Text block
================================

“Illegal franchising” in India — (1/2)

In my two last visits to India, I have had an interesting insight which I would like to share with you. The following incident happened in Summer 2005 when I was coming to India. When coming to India I generally take a flight to New Delhi and take a train from there to my destination. There are a couple of fast trains from New Delhi towards Kolkata named Rajdhani Express which I generally prefer. They take about 2/3 the time most other trains do. However, these are few in number which leads to a ridiculous buildup of advance reservations. The seats fill up as early as one to one and half months before the date of the journey and as you can imagine, it’s really hard to program a trip that early.

I planned my trip to India in summer 2005 about a month in advance. I had little problem getting a good deal on the flights but I couldn’t get a confirmed ticket on Rajdhani for the appropriate day. I was able to secure a waiting list ticket. (A waiting list ticket automatically turns into a confirmed seat once a given number of confirmed tickets are cancelled.) I had a waiting list number of 1 which made me confident that given a month’s time it would be confirmed. I could not be more wrong.

Well, I cannot believe that there was not even one cancellation for an entire month. I was certain that there was something else going on. When I reached India I still didn’t have a confirmed ticket. I was beginning to worry. I had no place to stay, the train was in about four hours and I had no intention of travelling overnight without a confirmed seat. The magic of Indian economics begins now.

An old man walked up to me and said, “Do you need a ticket sir?”. I thought… what are the odds! Except when there are about a 100 of these guys probably coming up to people in all kinds of trouble and offering a solution. I told him that I needed a ticket for a train today. I thought he would laugh at me and say, that’s impossible and suggest a hotel to stay. (I think this might be what you might expect in the US or EU). This guy on the other hand took me confidently to an office on the other side of the road. I followed less out of hope and more out of curiosity.

Of course no service comes without money and this guy later said, “Saheb, my job is done. You can pay me whatever you think is appropriate.” I gave him Rs. 20 (think $3 in terms of cost of living). He seemed to be more than happy and he left. It might be possible that he also collected some money from the office he took me to. Okay, this office was a small room with a single window with a view of the railway station, was sparsely crowded and had an air-conditioner. Given the summer heat in New Delhi I would pay just to be in an air-conditioned room. This guy in the office was obviously selling railway tickets illegally but this was such a relief compared to the legal way of buying tickets in India (which is basically standing in a long queue in the heat for around half an hour and then presenting at the counter a form with specific details down to the train number to get a ticket. If you are missing a detail (say the train number) you are shoved out of the queue. Of course there is no easy way to find the train number of a given train, leave alone a sensible way to plan your entire journey which involves not only finding all the different trains you might need to switch but also finding seating availability in all of them). An air-conditioned office with an agent was such a relief…

I told him that I had a waiting list ticket for the Rajdhani with me which I needed to be somehow confirmed. I told him that this was for a train leaving in less than 4 hours. I thought he would be surprised at my audacity and expectation… but he continued very normally: “We will charge 30% extra over the ticket’s cost.”

================================

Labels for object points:
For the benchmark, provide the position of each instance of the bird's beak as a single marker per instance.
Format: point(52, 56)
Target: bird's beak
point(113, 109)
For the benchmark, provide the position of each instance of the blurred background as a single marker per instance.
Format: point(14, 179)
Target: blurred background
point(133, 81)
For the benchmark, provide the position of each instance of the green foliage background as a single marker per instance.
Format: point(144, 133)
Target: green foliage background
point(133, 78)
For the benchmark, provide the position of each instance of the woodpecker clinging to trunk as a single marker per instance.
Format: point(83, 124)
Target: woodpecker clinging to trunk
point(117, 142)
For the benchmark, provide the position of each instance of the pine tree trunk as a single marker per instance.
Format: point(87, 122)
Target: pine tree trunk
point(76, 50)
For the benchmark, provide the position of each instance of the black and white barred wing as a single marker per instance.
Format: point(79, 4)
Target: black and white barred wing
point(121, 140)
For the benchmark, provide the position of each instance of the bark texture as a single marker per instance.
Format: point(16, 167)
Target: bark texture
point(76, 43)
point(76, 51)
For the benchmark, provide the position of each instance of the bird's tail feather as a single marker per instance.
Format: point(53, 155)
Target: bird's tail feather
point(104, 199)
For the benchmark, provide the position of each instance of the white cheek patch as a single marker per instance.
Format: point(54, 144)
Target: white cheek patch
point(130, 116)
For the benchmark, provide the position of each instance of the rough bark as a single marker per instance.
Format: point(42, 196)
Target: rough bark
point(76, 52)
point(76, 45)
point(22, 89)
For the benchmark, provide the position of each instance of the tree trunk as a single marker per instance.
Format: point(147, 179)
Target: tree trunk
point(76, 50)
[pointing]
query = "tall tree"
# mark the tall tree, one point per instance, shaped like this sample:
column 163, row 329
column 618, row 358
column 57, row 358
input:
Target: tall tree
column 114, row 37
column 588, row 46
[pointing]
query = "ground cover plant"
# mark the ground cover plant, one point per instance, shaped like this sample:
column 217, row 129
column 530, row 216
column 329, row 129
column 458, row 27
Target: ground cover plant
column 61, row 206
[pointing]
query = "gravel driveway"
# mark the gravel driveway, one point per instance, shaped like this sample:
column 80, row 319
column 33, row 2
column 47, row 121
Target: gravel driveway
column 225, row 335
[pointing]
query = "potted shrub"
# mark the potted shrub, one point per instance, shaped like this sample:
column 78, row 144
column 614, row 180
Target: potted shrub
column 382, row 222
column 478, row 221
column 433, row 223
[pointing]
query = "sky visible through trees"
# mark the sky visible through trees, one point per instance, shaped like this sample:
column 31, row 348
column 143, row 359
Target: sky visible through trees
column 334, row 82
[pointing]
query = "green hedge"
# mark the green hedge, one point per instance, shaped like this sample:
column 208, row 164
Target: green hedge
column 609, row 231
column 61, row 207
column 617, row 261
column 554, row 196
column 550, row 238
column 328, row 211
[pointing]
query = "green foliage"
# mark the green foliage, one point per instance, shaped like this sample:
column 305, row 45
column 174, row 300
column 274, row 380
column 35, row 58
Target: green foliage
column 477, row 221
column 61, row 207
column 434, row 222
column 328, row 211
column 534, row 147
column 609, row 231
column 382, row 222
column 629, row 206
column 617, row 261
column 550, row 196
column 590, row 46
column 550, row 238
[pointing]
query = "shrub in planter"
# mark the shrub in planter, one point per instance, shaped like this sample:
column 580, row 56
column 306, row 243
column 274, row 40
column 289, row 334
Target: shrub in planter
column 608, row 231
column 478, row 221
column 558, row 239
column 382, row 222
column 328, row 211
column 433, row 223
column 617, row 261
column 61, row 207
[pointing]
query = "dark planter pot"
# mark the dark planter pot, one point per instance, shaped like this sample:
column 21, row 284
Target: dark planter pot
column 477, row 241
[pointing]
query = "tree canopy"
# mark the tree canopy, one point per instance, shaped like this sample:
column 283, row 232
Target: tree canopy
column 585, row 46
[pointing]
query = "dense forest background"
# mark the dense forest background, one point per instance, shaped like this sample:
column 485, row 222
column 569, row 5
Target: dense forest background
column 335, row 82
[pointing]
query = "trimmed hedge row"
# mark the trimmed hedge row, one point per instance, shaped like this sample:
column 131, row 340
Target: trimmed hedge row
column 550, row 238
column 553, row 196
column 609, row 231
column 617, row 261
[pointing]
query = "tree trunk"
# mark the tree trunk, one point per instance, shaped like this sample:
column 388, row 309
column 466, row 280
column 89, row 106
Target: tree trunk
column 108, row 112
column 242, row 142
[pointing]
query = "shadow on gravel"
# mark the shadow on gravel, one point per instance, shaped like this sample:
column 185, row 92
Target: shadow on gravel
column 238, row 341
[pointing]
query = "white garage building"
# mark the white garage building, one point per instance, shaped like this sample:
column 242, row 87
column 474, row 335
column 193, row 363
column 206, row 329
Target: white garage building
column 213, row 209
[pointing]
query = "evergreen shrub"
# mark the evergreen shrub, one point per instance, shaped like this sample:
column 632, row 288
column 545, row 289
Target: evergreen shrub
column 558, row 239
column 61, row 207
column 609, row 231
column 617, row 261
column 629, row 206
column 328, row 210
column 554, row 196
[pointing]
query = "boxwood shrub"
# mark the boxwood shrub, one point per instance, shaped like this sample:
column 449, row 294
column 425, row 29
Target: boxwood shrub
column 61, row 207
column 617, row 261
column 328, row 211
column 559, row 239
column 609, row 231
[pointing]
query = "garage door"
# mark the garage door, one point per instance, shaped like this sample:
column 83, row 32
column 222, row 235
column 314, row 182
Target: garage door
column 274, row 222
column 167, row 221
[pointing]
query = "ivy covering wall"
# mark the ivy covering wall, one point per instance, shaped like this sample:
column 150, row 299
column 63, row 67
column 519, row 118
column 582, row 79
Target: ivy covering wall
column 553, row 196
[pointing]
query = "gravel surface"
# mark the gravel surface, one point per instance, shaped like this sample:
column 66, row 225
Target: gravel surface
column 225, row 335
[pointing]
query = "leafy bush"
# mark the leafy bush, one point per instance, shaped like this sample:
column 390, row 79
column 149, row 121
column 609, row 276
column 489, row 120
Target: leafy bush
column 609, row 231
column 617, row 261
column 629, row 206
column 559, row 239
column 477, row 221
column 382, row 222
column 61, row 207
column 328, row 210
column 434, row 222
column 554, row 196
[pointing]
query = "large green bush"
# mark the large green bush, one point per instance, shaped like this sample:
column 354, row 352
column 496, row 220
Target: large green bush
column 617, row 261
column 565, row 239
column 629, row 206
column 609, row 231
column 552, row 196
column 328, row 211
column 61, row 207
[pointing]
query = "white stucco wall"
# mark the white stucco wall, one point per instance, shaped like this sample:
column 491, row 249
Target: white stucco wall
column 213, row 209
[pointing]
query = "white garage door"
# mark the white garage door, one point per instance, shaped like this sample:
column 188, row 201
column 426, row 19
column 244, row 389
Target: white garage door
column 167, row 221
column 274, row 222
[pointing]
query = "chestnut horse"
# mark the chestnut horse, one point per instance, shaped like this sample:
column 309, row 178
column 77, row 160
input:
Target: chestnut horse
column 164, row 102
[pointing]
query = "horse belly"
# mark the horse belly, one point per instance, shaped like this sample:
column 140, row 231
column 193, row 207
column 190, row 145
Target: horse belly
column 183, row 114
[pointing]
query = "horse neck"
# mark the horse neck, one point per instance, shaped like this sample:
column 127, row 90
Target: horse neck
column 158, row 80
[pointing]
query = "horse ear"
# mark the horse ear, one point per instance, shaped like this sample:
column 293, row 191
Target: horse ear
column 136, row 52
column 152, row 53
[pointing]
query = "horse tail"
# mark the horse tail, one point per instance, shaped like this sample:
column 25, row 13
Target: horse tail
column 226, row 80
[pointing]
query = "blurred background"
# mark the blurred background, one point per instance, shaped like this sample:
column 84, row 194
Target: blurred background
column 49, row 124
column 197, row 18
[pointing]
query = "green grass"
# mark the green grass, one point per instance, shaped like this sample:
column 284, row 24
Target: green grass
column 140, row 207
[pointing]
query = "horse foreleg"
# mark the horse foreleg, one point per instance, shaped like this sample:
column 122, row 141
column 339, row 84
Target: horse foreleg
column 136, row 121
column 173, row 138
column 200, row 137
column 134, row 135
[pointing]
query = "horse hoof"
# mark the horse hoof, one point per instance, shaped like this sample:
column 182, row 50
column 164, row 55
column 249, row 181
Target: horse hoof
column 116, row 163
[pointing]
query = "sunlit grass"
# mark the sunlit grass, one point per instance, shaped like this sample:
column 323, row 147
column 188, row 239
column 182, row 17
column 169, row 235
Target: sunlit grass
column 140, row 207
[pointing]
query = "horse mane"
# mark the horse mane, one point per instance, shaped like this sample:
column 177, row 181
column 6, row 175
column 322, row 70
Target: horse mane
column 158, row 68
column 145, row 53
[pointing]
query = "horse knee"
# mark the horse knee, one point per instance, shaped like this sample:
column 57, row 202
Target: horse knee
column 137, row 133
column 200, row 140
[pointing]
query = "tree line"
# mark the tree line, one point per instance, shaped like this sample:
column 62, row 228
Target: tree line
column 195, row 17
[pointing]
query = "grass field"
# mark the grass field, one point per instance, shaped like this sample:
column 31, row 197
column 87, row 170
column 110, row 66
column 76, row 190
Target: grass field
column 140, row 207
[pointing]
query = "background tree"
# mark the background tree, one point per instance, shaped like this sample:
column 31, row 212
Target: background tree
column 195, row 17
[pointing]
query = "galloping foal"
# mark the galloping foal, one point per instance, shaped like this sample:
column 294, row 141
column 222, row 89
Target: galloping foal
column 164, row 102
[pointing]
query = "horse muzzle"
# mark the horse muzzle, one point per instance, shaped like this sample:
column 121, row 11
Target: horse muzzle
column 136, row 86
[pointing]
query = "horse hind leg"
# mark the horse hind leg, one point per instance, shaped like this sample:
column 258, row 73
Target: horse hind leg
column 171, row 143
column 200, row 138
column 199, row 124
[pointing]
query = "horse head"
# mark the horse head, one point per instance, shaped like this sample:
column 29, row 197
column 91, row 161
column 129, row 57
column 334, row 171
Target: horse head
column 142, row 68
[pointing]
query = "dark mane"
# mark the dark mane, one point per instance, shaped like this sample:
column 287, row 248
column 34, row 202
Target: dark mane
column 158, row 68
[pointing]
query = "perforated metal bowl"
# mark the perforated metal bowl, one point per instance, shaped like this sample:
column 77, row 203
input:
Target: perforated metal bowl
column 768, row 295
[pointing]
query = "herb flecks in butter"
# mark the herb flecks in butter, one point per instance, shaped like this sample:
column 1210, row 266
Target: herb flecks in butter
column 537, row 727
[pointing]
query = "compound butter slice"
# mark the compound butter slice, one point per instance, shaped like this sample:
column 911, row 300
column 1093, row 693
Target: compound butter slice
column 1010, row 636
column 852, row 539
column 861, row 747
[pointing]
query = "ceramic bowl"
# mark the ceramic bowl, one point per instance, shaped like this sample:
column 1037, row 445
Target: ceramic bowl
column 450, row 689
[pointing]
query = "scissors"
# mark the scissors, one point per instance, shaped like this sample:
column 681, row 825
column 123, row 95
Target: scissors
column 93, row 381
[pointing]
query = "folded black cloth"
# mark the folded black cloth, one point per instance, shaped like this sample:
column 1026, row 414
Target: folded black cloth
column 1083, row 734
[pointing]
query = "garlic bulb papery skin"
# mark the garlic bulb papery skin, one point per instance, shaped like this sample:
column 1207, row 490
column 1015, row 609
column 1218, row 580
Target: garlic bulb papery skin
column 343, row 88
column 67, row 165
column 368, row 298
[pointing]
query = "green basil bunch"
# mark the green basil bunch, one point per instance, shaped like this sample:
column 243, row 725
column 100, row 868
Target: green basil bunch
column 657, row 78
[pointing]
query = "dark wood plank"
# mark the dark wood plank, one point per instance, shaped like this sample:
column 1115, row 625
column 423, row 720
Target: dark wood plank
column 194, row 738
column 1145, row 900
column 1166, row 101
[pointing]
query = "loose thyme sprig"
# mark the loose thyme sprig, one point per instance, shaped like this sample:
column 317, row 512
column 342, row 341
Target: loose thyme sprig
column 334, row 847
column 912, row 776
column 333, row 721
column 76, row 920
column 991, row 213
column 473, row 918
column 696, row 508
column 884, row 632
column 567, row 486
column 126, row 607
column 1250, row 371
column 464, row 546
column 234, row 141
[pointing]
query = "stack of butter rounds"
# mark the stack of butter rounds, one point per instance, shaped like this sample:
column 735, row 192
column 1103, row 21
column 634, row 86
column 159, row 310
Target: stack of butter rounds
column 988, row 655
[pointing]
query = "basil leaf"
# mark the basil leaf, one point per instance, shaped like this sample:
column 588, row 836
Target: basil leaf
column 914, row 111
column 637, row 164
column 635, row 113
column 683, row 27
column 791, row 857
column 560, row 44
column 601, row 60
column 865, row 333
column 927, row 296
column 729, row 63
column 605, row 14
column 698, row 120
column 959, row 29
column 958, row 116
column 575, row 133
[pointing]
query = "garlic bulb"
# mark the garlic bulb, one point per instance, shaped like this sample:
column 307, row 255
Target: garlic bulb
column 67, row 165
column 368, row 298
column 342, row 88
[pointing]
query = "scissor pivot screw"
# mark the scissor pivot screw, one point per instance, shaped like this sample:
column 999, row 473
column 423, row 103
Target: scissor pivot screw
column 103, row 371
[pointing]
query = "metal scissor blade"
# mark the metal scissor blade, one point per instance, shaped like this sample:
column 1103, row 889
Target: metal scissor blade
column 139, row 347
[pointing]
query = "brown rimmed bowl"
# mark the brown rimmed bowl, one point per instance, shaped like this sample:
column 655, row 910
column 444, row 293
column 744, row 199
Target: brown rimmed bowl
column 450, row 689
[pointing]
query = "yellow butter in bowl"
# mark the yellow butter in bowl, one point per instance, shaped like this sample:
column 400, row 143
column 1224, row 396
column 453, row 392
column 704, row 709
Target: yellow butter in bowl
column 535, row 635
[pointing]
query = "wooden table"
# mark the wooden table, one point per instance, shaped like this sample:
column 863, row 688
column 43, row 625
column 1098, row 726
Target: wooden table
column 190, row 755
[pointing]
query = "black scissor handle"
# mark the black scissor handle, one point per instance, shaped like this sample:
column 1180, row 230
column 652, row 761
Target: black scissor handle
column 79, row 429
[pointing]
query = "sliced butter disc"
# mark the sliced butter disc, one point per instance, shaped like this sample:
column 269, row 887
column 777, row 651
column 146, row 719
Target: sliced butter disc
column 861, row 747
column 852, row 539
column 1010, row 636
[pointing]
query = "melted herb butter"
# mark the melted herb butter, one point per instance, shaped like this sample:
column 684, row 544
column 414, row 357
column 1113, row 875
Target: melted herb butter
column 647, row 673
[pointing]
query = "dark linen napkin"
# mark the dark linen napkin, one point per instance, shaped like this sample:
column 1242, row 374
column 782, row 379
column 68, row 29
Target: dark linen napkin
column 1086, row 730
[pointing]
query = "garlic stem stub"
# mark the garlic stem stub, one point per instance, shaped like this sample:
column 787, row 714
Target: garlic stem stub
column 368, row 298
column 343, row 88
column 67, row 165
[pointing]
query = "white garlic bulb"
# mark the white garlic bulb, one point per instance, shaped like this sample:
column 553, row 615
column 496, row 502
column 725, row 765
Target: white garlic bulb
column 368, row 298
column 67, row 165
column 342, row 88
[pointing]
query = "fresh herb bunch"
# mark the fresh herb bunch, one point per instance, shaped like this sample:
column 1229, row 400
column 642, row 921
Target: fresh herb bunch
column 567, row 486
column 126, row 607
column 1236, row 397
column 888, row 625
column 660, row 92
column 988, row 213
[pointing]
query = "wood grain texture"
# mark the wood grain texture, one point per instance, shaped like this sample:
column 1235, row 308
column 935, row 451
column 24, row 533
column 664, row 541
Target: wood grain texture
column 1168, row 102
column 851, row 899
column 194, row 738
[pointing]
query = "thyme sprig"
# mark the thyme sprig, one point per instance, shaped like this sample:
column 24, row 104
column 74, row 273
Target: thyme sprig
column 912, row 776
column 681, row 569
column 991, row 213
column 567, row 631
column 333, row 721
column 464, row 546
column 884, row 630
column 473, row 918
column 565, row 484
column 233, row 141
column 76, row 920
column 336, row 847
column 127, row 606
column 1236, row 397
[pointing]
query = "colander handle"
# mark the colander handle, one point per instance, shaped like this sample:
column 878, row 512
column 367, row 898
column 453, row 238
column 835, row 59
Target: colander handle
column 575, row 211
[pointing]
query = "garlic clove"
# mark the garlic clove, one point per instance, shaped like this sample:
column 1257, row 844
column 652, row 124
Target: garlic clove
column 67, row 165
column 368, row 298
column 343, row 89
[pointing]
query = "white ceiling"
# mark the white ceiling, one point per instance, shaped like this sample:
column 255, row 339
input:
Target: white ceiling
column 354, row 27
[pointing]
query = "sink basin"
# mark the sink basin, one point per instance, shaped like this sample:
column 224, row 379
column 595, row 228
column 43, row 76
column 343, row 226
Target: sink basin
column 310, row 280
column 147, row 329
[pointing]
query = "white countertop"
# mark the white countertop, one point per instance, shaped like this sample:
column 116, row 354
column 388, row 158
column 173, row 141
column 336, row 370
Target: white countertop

================================

Tasks
• A. Return every line of the entries that contains the string "shadow", matching case exactly.
• B. Write what comes next in the account of getting a train ticket confirmed in India, beginning right after its final sentence.
The entries are unrelated to the account of buying train tickets in India.

Final answers
• A.
query = "shadow on gravel"
# mark the shadow on gravel, one point per instance, shaped like this sample:
Target: shadow on gravel

• B.
I was surprised: “You mean you can get me a confirmed ticket on today’s Rajdhani?”
“Most certainly Sir. If you come after around twenty minutes I will have the ticket ready for you. I will need some advance payment though.”
“Sure.” I paid him a little and left still very surprised by what he claimed he could do. I went outside for some lassi (refreshing drink made using blended yogurt and rose essence). I thought about the number of hoops this agent would have to go through to get me the ticket. He would need to bribe people in the ticket counter to make sure he kept some seats reserved for premium sale such as mine. The person at the ticket counter has to make sure that those seats are reserved even though he doesn’t know the name or the age of the people who would eventually buy it. Only god knows how he does that… I guess some more money exchange is involved here too. Also, he is not the only guy selling tickets illegally. He has competition. So he needs people at various places in the station to see that his assets are not under risk. He maintains an office at a place which people would pay a lot of money for. He also has air-conditioning! And he doesn’t seem to have a crowd following in his office. Suddenly the 30% extra seemed too paltry… may be he is competing on these rates too. Hmmm… this seems like an already mature market running smoothly on the fundamentals on capitalism very strangely in the absence of law and order.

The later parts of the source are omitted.